# [SOURCE DOCUMENT]
┄┄┄┄┄┄

Why surfing is the world’s largest judgmental sport and that’s just fine.
 

style // Dec 21, 2018
Words by Stab
Reading Time: 12 minutes

 Like most who read Stab, I enjoy watching Professional Surfing. It’s my sport of choice; even if I was no longer “in the game” of Pro Surfing, I think I would still follow it like most men in the USA follow Football.  

Professional Surfing is why I became a surfer in the first place, 36 long years ago.

From age 10 onward, I grew up spending most weekends, as well as long stints in the summers, on my parent’s modest boat. It was then, and still is to this day, nestled in Dana Point Harbor. The early years were primarily spent fishing, learning to freedive, sail small boats and just running around the docks. We’d spend weeks each summer in Avalon, or Two Harbors, over on Catalina Island. Life was simple and good.

In the early summer of 1982, my mother was sick of me lingering around the dock all the time, and bought my brother and I boogie boards.

“Go over to Doheny and catch some waves.”

So I did. Skateboarding through the harbor, oversized sponge in hand, into the Brave New World of wave riding. Doheny on a Boogie board is probably the slowest, lowest thrill level in the surfing world, but I was definitely stoked. Before long, I’m 13 and ready for more. My good friend, Paul Berton, just turned 16 and recently in possession of his driver license, didn’t mind dragging a chubby little smart-ass along.

All at once (and definitely too young) the world exploded for me. Free to roam in Paul’s 1970’s era Ford Mustang: All Ages punk rock gigs at infamous places like The Hollywood Palladium, Perkins Palace, and Fenders Ballroom. Check. Far flung skate spots only formerly seen in magazines. Check. Backcountry snowboarding along the sides of the local mountain roads. Check!

And so it was, with Boogie Boards piled in the rear hatchback, we ventured out to find better waves. That summer we got smashed at The Wedge (or Wedge, whatever you wanna call it). We got sucked into the pilings at HB pier, and tossed into the Newport Beach jetties. Poche, Hole in The Fence; we basically had a go at most of the closeout shore breaks in Orange County. 

 

For us, HB seemed like the place though. Main Street was still filled with independently owned surf shops, scary wonderful places like George’s Surf Center (which I swear to this day had the best smoothies I have ever tasted), the Infamous Chuck Dent’s, Rock n Fig (who at the time was the voice of OC Surfing on KROQ), Sunline/Electric Chair (where you could buy surfboards and Punk Rock records!). Jack’s was already there as well…like they seemingly always have been. You could order a custom wetsuit form Wilson Wetsuits, and they would make it on the spot. I got my first wetsuit vest there, for chilly South Side summer mornings.

┄┄┄┄┄┄

# [DATA RECORDS]
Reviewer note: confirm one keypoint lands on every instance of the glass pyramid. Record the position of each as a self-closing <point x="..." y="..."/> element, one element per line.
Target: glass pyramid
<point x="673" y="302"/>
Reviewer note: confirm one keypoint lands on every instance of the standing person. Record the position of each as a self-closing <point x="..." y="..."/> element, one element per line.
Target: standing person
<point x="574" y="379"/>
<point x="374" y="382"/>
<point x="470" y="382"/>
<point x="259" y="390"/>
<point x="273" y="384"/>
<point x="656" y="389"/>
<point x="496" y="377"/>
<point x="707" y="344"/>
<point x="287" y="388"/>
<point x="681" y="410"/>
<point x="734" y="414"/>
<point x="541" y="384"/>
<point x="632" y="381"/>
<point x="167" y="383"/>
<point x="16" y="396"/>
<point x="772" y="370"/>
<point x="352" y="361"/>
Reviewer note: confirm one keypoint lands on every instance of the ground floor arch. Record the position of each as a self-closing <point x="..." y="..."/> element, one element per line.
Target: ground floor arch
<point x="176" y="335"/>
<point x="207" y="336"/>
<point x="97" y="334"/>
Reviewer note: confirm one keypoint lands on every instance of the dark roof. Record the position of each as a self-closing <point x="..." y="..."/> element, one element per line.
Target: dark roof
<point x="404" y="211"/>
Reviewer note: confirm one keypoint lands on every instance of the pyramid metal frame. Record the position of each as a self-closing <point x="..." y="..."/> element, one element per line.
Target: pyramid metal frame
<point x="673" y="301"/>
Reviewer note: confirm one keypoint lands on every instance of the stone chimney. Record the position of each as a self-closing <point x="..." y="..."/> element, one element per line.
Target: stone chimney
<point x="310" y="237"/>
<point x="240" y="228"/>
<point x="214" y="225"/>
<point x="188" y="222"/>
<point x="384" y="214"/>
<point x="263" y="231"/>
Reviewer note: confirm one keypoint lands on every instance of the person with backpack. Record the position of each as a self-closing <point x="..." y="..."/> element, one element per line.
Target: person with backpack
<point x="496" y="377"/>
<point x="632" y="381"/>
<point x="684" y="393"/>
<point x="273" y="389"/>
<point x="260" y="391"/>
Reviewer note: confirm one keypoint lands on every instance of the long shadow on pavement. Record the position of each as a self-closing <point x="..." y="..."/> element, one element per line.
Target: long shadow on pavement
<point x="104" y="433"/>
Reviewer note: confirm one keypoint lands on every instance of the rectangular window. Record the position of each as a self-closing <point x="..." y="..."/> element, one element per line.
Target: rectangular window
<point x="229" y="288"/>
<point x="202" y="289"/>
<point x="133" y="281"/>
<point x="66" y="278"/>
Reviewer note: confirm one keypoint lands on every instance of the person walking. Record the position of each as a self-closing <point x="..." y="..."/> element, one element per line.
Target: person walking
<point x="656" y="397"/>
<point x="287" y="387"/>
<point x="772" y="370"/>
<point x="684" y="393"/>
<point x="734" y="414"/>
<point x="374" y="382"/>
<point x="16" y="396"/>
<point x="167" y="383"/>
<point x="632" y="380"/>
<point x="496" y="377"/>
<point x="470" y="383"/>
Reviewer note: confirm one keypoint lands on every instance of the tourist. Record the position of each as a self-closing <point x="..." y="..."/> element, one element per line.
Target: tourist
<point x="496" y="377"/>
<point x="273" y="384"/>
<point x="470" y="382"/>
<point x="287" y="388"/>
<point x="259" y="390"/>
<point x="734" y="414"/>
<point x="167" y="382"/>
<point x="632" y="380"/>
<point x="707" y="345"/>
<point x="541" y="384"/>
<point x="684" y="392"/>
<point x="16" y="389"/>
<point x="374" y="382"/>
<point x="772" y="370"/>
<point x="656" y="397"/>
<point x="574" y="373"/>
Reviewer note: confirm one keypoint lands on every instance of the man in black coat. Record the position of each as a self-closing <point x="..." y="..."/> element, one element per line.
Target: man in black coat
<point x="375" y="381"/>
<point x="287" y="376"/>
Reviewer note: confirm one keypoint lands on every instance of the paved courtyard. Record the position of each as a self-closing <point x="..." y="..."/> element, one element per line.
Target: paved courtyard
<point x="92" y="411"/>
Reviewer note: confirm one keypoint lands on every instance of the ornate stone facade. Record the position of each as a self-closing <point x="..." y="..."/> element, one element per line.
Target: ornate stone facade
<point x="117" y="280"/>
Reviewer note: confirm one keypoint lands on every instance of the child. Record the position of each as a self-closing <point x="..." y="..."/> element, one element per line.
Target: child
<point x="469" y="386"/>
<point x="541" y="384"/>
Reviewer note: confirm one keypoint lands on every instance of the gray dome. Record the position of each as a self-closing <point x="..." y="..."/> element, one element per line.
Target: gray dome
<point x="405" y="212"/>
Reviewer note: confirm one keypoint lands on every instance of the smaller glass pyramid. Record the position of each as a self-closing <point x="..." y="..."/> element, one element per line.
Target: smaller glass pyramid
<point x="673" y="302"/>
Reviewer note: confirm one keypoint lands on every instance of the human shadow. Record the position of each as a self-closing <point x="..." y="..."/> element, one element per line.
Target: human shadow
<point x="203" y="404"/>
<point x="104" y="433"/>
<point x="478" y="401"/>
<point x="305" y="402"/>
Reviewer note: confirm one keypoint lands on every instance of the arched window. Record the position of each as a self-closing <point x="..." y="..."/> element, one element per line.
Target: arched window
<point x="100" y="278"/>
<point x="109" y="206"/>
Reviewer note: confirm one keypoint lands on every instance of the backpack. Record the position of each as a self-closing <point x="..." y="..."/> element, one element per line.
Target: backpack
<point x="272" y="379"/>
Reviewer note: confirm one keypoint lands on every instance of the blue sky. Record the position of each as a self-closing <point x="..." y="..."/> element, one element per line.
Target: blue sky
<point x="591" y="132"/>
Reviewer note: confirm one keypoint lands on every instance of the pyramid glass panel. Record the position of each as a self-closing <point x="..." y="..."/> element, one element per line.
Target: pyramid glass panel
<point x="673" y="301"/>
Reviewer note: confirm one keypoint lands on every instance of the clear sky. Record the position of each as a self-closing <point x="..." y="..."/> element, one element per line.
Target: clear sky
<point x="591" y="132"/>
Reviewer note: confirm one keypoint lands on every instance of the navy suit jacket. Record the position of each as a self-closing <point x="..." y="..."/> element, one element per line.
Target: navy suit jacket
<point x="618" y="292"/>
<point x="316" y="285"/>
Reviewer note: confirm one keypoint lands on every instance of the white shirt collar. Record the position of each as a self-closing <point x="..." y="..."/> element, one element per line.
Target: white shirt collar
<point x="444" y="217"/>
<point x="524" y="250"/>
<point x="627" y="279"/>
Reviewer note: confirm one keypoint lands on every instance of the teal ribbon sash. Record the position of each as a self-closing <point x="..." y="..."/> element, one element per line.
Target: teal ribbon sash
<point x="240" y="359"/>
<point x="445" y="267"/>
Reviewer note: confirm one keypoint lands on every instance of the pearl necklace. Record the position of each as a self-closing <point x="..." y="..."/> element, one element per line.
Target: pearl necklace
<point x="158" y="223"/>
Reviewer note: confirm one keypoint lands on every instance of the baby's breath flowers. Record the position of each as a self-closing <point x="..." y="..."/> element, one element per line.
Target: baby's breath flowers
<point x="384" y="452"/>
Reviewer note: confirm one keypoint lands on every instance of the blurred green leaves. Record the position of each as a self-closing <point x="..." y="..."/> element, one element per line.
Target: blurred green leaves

┄┄┄┄┄┄

# [PROBLEM SET]
1. Answer these from the surfing essay:
(a) In what year did the writer's mother buy the boogie boards?
(b) What car did Paul Berton drive?
(c) What did the writer get at Wilson Wetsuits?
2. Please carry the surfing essay forward from its final sentence.

# [RESULTS OF THE TASKS]
1.
(a) 1982, in the early summer.
(b) A 1970's era Ford Mustang.
(c) A first wetsuit vest, for chilly South Side summer mornings.

2.
It was the first big summer of the New Wave ’80’s. The shops were filled with brightly colored neon airbrushes and gigantic assorted logos, seemingly nose to tail. Everything was loud and in your face. It was awesome.

In 1982, OP was still THE brand. A guy name Tom Curren was in all the mags and shop windows, wearing the classic two tone cord shorts, with a white long sleeved tee shirt and big mirrored sunglasses. And at the peak of that summer, the OP Pro came to Huntington Beach.

We had to be there.

https://www.youtube.com/embed/Nf_YAcLBmU4

All I really remember is parking what seemed like miles away, walking down PCH from the Northside, and seeing more people in one place than I’d ever witnessed. Hundreds of girls with vertically-cut, bright bikinis and big, blown-dry, teased hair-dos. I unsuccessfully tried not to stare at them.

At the center of it all was the contest itself, on the Southside of the pier. Like it still is today, on a Sunday afternoon, The OP Pro (now The Vans US Open) is and was the biggest sideshow spectacle in surfing. We made sure to be frontrow.

Although I was merely a measly nubian kook, with a K-Mart bought Morey Boogie, I was on the water’s edge when Cheyne Horan pulled his 360 in the shore break, winning the first ever OP Pro. I didn’t know it of course, but my life changed forever in that moment, and I never rode that damn boogie board again.

The Professional Surfing experiment worked for me. I was caught, hook, line, and sinker. They created a fervent follower, customer, and consumer. I bought the mags, and tracked down the products within them.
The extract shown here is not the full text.